Take the line that contains "Phrase: faucet" and every line after it in the material below, and quote them exactly.
##### The records #####
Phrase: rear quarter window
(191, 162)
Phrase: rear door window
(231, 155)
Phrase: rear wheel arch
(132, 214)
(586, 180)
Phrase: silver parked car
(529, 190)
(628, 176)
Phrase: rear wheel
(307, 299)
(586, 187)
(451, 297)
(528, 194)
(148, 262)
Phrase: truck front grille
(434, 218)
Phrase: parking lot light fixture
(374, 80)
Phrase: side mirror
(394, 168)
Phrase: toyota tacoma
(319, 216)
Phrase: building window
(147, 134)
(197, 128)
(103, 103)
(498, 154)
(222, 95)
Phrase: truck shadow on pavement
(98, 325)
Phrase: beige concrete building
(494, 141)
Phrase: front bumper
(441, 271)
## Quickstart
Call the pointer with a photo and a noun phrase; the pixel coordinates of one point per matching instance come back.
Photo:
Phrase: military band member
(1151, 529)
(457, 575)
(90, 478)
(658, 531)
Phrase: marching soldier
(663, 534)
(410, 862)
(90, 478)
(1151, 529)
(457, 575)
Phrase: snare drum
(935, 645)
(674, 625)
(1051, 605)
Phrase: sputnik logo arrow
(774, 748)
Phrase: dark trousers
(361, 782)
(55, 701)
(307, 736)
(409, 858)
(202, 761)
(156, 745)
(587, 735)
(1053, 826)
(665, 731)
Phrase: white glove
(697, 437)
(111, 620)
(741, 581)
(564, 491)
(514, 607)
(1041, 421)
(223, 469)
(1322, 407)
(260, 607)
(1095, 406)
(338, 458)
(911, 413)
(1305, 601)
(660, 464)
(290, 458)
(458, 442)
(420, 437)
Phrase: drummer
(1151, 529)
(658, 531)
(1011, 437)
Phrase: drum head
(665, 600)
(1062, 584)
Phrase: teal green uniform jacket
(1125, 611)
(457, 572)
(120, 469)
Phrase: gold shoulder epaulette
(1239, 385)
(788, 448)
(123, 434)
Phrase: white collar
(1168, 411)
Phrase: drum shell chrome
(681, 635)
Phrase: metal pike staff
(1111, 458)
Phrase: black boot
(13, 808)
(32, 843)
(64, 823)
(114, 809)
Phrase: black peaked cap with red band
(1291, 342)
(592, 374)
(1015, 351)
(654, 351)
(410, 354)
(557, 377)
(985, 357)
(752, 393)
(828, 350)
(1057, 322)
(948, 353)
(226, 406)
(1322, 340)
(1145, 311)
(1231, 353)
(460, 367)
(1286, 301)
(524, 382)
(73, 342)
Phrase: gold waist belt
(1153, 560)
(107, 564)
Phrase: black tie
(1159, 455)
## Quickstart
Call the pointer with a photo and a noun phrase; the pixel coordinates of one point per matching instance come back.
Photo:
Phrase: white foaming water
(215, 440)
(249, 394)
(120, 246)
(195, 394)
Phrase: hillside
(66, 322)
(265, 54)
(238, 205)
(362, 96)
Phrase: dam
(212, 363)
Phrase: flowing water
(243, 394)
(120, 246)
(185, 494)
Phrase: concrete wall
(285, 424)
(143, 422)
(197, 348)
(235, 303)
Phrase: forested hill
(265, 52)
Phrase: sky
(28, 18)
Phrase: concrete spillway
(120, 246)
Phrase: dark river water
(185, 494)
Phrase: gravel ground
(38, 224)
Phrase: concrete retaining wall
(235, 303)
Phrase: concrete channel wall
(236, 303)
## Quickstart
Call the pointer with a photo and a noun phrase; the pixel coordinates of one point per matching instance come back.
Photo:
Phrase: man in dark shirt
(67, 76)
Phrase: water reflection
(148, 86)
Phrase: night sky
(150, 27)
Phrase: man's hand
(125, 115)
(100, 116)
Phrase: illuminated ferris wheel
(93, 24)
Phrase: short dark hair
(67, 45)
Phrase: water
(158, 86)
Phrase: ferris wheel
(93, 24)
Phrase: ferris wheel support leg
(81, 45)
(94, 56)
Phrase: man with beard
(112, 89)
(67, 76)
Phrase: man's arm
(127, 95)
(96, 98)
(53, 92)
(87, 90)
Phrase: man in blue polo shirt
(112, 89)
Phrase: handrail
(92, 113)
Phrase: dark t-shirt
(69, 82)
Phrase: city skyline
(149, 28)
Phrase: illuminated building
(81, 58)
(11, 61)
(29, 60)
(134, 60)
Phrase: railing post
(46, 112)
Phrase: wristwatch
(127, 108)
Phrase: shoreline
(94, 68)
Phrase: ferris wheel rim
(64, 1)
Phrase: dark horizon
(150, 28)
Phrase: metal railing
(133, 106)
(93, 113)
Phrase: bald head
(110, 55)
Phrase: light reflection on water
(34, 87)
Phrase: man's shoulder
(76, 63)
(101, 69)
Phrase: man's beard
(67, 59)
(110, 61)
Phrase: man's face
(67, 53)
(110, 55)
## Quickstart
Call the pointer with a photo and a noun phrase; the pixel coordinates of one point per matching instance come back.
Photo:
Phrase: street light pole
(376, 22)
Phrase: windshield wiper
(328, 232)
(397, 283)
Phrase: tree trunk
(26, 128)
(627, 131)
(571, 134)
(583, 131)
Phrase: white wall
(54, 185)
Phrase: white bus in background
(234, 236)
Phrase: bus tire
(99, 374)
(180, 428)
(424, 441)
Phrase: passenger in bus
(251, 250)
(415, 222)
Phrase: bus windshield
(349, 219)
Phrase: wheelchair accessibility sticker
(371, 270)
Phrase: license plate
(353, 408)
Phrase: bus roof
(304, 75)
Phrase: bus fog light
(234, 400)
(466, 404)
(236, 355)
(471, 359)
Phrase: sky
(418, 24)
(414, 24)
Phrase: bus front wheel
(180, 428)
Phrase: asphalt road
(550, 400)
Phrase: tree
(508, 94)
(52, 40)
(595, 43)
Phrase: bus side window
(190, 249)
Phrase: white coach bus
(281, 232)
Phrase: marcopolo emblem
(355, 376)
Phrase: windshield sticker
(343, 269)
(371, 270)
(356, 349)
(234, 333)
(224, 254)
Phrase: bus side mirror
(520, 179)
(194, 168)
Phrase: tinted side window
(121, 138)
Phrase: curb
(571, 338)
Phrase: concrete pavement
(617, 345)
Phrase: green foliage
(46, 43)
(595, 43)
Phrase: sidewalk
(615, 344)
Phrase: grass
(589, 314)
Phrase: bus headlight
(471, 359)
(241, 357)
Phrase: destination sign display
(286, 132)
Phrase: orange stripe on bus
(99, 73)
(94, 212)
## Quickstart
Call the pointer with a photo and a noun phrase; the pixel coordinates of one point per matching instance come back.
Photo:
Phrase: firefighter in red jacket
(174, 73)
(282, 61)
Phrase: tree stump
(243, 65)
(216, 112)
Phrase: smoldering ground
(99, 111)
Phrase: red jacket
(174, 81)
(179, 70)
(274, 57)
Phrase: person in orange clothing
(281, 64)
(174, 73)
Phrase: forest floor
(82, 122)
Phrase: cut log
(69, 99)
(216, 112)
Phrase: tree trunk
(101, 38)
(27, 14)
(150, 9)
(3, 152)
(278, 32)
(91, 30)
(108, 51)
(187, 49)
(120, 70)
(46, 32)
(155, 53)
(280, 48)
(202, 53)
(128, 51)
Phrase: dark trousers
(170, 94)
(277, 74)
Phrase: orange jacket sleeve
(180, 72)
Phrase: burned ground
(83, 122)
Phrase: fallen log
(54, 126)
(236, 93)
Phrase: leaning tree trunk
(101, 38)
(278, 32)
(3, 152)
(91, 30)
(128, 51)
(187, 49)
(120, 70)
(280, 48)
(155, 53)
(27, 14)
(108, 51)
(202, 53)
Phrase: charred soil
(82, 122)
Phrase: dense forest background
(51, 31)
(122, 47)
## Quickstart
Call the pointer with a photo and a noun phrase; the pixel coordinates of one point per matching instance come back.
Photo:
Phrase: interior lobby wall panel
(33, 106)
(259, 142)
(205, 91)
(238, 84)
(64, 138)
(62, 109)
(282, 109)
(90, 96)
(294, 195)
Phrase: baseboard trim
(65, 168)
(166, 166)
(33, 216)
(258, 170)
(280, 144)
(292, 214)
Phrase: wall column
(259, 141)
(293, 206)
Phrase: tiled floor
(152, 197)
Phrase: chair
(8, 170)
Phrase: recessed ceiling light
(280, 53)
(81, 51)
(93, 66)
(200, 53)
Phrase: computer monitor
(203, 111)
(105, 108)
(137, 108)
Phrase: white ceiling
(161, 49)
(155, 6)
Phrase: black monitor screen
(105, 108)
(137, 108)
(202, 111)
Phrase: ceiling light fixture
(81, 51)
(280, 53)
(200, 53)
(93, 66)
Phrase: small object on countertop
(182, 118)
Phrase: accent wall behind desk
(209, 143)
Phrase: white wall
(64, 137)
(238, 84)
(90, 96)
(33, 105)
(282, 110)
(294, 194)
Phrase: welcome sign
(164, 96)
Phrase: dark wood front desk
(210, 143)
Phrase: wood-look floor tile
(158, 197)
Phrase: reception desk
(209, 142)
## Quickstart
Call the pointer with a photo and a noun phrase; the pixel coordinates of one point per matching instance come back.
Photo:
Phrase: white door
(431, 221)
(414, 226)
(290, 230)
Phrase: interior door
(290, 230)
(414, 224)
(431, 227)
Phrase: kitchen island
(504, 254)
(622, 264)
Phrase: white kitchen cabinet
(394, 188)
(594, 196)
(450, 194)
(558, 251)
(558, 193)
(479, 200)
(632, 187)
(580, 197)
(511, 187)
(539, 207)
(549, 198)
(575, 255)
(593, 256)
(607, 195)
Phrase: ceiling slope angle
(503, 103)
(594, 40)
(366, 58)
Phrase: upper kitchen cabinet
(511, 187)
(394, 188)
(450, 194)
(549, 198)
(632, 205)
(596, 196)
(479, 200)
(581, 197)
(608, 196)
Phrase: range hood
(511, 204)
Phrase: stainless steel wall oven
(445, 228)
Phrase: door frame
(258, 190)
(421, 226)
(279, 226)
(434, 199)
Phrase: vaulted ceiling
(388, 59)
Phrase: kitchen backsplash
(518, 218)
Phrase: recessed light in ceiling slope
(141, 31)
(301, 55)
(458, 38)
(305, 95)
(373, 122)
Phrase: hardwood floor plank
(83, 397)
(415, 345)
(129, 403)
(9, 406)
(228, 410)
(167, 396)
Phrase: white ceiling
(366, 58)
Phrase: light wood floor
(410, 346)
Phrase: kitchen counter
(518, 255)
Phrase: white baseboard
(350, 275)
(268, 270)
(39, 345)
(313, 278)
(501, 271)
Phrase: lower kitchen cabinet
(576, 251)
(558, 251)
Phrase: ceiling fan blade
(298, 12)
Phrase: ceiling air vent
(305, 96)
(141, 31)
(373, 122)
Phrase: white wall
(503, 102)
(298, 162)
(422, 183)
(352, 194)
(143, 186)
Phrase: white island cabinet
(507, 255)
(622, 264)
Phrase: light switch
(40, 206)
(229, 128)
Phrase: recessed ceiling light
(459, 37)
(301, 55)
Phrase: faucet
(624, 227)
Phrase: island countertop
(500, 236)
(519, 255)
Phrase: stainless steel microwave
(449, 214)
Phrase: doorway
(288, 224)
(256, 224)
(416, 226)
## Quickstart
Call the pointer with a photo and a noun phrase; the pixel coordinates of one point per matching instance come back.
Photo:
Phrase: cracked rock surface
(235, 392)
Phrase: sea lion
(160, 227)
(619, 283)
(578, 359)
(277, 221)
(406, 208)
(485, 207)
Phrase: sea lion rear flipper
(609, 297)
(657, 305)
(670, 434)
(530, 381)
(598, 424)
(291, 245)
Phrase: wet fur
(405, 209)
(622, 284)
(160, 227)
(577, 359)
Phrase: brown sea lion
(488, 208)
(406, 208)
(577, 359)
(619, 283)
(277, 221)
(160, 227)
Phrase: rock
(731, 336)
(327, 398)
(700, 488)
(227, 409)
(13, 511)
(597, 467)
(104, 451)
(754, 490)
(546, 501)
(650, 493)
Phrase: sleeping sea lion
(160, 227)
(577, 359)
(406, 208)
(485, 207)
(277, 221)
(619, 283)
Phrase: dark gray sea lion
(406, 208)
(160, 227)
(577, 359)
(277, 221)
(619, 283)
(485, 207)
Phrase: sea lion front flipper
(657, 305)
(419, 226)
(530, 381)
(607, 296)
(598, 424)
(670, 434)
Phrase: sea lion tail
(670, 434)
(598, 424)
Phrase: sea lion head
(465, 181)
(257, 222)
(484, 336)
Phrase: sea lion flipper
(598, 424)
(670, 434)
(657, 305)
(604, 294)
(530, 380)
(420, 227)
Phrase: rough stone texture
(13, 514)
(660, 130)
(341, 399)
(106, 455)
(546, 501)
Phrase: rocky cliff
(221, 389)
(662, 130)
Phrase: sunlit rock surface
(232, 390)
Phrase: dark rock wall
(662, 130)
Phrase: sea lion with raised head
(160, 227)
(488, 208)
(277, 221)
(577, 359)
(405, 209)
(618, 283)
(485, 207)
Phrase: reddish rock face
#####
Result of this exercise
Phrase: faucet
(624, 227)
Phrase: island countertop
(500, 236)
(519, 255)
Phrase: stainless steel microwave
(449, 214)
Phrase: doorway
(288, 224)
(256, 224)
(416, 226)
## Quickstart
Call the pointer with a photo and a noun phrase; the pixel coordinates of one point per matching instance come back.
Photo:
Phrase: cracked rock surface
(235, 392)
Phrase: sea lion
(160, 227)
(619, 283)
(578, 359)
(277, 221)
(406, 208)
(485, 207)
Phrase: sea lion rear flipper
(609, 297)
(657, 305)
(670, 434)
(530, 381)
(598, 424)
(291, 245)
Phrase: wet fur
(405, 209)
(622, 284)
(160, 227)
(577, 359)
Phrase: brown sea lion
(488, 208)
(406, 208)
(577, 359)
(619, 283)
(277, 221)
(160, 227)
Phrase: rock
(731, 336)
(327, 398)
(700, 488)
(227, 409)
(13, 511)
(597, 467)
(104, 451)
(754, 490)
(546, 501)
(650, 493)
Phrase: sleeping sea lion
(160, 227)
(577, 359)
(406, 208)
(485, 207)
(277, 221)
(619, 283)
Phrase: dark gray sea lion
(406, 208)
(160, 227)
(577, 359)
(277, 221)
(619, 283)
(485, 207)
Phrase: sea lion front flipper
(657, 305)
(419, 226)
(530, 381)
(607, 296)
(598, 424)
(670, 434)
Phrase: sea lion tail
(670, 434)
(598, 424)
Phrase: sea lion head
(465, 181)
(257, 222)
(484, 336)
Phrase: sea lion flipper
(598, 424)
(670, 434)
(657, 305)
(604, 294)
(530, 380)
(420, 227)
Phrase: rough stone texture
(13, 514)
(660, 130)
(341, 399)
(106, 455)
(546, 501)
Phrase: rocky cliff
(221, 389)
(662, 130)
Phrase: sunlit rock surface
(232, 390)
Phrase: dark rock wall
(662, 130)
Phrase: sea lion with raised head
(160, 227)
(488, 208)
(277, 221)
(577, 359)
(405, 209)
(618, 283)
(485, 207)
Phrase: reddish rock face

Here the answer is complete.